**Work task 1**
Reproduce the passage of the ECB post verbatim, starting with "It was part" and going on through "to welfare etc.".
**Work task 2**
In the ECB post, in what year did Jacques Delors push through the Single European Act as EU President?

Monday, May 27, 2024
HomeMacroeconomicsECB demonstrates that groupspeak is not dead in Europe – the denial...

ECB demonstrates that groupspeak is not dead in Europe – the denial continues – William Mitchell – Modern Monetary Theory

On February 10, 2024, a new agreement between the European Council and European Parliament was announced which proposed to reform the fiscal rules structure that has crippled the Member States of the EMU since inception. I wrote in this blog post – Latest European Union rules provide no serious reform or increased capacity to meet the actual challenges ahead (April 10, 2024) – that the changes are minimal and actually will make matters worse. Now the European Central Bank, the supposedly ‘independent’ bank that is meant to be outside the political sphere, has weighed in with its ‘two bob’s worth’ which is ‘sometimes modernised to ‘ten cents worth’) (Source), which would be overstating its value. Nothing much ever changes in the European Union. They have bound themselves up so tightly in their ‘framework’ and rules and jargon that the – Eurosclerosis – of the 1970s and 1980s looks to be a picnic relative to what besets them these days. The latest input from the ECB would be comical if it wasn’t so tragic in the way the policy makers have inflicted hardship on the people (many of them) of Europe. Here is Part 1 of a critique of the ECB’s input into the Stability and Growth Pact reform process that is engaging European officials at present. It is really just more of the same.

The concept of Eurosclerosis was all the talk when I was studying in the UK for my PhD in the 1980s.

It was part of the neoliberal assault on workers’ and welfare rights and claimed that Europe’s economic stagnation was the result of excessive government regulation and “overly generous social benefits policies”.

I used to go down to London from Manchester to the LSE where Richard Layard and Stephen Nickell ran their Labour Economics Workshops and listen to their ranting about the need for cuts to welfare etc.

The concept was also used by those seeking to integrate and enlarge the European Union, a move that ultimately lumbered it with the most advanced form of neoliberalism on the planet, the common currency and all of its accompaniments.

Jacques Delors who pushed through the – Single European Act – as EU President in 1986, considered it laying the road for what became the Maastricht Treaty in 1992.

The latest discussions about reforming the – Stability and Growth Pact (SGP) – which define the fiscal rules that have placed the 20 Member States of the Economic and Monetary Union (the ‘eurozone’) signify, even if the parties promoting them do not acknowledge it, that the whole common currency experiment has failed to meet its stated objectives, which is not the same thing as saying it has failed to meet its unstated and probably intended objectives.

**Source material**

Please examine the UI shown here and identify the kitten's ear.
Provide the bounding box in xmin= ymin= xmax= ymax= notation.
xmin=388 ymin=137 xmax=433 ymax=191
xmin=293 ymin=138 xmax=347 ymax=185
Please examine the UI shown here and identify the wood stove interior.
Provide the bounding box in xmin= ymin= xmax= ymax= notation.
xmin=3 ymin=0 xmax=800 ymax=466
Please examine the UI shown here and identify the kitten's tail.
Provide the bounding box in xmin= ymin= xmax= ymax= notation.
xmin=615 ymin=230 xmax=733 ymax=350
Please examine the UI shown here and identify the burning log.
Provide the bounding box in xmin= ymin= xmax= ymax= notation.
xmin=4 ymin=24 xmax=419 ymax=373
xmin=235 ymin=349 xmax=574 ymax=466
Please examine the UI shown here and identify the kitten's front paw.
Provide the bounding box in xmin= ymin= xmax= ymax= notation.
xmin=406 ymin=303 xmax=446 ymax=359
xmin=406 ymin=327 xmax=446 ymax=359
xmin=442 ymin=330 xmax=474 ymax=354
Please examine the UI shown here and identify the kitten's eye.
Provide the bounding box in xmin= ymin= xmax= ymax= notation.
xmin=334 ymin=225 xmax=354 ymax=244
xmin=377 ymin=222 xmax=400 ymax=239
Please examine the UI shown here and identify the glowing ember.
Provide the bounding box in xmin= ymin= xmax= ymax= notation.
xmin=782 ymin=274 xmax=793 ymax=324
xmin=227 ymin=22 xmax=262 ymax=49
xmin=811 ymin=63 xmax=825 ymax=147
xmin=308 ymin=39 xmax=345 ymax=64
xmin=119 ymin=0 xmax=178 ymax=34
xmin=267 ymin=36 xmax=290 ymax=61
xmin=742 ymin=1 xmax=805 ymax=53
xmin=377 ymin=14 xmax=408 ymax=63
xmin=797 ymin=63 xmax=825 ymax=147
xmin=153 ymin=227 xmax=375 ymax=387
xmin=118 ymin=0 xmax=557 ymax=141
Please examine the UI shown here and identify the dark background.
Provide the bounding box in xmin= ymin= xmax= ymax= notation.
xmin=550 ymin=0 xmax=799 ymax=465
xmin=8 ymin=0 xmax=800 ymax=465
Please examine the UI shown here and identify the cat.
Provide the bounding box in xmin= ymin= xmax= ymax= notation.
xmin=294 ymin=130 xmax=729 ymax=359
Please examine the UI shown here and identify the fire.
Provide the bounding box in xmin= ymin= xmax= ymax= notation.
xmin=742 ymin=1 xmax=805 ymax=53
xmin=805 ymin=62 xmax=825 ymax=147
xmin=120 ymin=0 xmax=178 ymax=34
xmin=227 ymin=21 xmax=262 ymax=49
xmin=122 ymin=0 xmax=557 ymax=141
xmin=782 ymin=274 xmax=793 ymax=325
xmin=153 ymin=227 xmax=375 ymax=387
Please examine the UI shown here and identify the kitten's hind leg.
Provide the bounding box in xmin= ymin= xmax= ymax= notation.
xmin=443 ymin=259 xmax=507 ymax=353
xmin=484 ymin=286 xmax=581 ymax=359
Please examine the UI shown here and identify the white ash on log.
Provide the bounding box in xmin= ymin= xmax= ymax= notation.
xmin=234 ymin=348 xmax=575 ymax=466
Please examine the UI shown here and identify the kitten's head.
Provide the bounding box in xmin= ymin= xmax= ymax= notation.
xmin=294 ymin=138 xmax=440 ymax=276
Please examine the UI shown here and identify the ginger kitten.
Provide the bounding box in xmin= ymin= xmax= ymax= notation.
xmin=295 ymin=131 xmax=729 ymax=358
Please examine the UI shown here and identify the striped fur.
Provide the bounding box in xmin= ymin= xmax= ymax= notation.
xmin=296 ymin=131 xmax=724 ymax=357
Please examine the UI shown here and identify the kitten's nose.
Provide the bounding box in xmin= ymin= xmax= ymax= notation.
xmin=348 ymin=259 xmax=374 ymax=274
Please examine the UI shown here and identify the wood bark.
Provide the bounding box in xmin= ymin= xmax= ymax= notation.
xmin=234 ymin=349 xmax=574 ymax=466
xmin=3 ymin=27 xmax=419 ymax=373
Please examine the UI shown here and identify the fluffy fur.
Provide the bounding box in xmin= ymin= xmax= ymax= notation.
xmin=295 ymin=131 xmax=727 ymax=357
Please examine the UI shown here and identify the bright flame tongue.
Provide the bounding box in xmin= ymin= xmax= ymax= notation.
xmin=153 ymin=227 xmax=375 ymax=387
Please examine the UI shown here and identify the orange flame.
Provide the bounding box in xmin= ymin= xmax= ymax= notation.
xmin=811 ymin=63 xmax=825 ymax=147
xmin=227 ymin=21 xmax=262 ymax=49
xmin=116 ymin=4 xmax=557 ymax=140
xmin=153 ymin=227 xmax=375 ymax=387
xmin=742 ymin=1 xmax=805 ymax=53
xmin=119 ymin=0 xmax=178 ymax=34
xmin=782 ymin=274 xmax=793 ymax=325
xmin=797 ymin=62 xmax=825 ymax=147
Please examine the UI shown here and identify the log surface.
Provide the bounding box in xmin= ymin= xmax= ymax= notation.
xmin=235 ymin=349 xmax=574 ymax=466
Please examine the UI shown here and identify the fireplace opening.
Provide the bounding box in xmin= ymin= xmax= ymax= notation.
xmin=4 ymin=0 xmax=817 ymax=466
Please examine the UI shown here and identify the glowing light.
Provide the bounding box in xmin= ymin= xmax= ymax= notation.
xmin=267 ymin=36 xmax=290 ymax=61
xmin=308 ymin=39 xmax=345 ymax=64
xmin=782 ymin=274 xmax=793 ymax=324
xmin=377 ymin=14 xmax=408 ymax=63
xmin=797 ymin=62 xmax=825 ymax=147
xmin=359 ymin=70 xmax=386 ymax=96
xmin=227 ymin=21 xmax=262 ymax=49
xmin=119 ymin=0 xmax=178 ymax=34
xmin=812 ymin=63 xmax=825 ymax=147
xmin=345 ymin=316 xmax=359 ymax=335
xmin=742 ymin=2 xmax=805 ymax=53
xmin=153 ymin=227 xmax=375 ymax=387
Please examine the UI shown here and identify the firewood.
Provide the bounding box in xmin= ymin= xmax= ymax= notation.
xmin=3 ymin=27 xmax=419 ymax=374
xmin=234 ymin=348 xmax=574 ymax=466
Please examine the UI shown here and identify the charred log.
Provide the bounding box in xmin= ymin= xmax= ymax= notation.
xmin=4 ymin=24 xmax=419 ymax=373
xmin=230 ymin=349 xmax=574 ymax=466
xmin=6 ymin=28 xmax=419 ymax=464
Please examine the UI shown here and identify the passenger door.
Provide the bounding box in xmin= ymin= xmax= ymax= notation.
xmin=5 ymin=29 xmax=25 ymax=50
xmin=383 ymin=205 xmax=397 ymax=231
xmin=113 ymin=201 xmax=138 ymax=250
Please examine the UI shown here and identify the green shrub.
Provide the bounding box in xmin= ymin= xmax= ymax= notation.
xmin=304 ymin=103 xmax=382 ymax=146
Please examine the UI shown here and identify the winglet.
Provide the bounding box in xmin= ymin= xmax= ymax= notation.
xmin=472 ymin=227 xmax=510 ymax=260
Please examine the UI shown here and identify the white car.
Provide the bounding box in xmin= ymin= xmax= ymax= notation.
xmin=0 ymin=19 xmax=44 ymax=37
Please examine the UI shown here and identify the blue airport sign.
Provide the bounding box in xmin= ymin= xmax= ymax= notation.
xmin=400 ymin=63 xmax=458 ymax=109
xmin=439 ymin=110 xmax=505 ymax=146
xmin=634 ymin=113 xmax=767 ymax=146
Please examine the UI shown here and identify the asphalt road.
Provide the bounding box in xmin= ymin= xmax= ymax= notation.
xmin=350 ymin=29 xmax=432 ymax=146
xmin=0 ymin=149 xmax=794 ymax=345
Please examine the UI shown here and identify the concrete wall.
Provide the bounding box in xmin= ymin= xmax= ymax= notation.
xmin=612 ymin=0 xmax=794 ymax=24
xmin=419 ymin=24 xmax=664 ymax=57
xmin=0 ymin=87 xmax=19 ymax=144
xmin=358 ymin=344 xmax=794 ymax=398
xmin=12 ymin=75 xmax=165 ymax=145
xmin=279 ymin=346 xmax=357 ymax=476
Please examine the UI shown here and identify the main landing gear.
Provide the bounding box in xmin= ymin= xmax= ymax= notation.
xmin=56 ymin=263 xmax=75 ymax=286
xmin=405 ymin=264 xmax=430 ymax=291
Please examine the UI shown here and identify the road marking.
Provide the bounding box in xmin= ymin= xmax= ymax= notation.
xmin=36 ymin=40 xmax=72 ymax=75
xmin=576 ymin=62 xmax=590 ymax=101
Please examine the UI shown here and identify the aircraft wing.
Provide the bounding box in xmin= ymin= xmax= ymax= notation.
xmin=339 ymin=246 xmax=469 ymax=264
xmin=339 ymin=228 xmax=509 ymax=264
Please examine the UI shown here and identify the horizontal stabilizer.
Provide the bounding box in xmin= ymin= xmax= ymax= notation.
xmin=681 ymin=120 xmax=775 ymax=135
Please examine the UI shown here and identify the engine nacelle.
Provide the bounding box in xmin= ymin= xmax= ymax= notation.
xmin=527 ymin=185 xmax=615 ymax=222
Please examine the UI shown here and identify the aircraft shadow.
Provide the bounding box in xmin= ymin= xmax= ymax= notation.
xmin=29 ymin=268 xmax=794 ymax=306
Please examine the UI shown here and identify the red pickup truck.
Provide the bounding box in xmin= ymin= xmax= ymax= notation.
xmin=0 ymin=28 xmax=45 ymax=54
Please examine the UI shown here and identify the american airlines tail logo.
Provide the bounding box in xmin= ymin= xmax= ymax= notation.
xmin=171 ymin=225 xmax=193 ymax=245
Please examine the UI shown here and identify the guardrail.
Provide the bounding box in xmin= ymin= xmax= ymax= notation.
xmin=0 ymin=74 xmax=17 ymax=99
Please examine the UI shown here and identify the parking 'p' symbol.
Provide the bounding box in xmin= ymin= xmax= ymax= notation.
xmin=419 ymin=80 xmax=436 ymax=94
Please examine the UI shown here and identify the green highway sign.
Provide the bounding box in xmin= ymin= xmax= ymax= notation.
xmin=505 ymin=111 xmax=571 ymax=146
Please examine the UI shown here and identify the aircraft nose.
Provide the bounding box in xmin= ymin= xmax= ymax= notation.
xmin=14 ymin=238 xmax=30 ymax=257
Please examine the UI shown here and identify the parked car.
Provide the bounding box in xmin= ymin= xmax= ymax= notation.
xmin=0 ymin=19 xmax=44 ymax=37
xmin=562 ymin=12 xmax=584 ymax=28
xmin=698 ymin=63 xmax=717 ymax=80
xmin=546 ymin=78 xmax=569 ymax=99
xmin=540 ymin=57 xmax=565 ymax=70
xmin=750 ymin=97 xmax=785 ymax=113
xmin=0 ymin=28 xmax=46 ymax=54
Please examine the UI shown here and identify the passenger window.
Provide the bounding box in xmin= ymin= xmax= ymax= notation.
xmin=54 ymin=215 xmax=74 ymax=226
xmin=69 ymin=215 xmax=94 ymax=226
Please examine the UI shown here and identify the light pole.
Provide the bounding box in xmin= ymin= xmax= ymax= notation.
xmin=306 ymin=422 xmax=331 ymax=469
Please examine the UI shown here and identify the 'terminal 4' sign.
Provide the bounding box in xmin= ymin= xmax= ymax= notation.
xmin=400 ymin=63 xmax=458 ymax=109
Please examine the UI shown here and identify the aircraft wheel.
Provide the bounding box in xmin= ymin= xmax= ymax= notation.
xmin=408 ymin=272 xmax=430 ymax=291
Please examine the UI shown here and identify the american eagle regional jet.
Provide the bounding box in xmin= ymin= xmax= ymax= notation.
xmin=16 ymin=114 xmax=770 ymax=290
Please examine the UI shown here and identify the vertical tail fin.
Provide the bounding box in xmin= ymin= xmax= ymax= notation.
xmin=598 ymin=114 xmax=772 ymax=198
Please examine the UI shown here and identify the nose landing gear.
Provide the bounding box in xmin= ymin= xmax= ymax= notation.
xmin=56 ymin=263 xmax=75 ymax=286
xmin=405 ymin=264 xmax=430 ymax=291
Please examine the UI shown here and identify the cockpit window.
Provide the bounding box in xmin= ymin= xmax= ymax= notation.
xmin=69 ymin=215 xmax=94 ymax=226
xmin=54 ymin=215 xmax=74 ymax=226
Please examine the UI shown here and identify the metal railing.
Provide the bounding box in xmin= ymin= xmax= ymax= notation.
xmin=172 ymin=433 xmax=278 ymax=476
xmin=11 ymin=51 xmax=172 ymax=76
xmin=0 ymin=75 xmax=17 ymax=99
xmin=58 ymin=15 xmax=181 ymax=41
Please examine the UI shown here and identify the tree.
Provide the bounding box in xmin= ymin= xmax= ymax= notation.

**Your solution 1**
It was part of the neoliberal assault on workers’ and welfare rights and claimed that Europe’s economic stagnation was the result of excessive government regulation and “overly generous social benefits policies”.

I used to go down to London from Manchester to the LSE where Richard Layard and Stephen Nickell ran their Labour Economics Workshops and listen to their ranting about the need for cuts to welfare etc.

**Your solution 2**
1986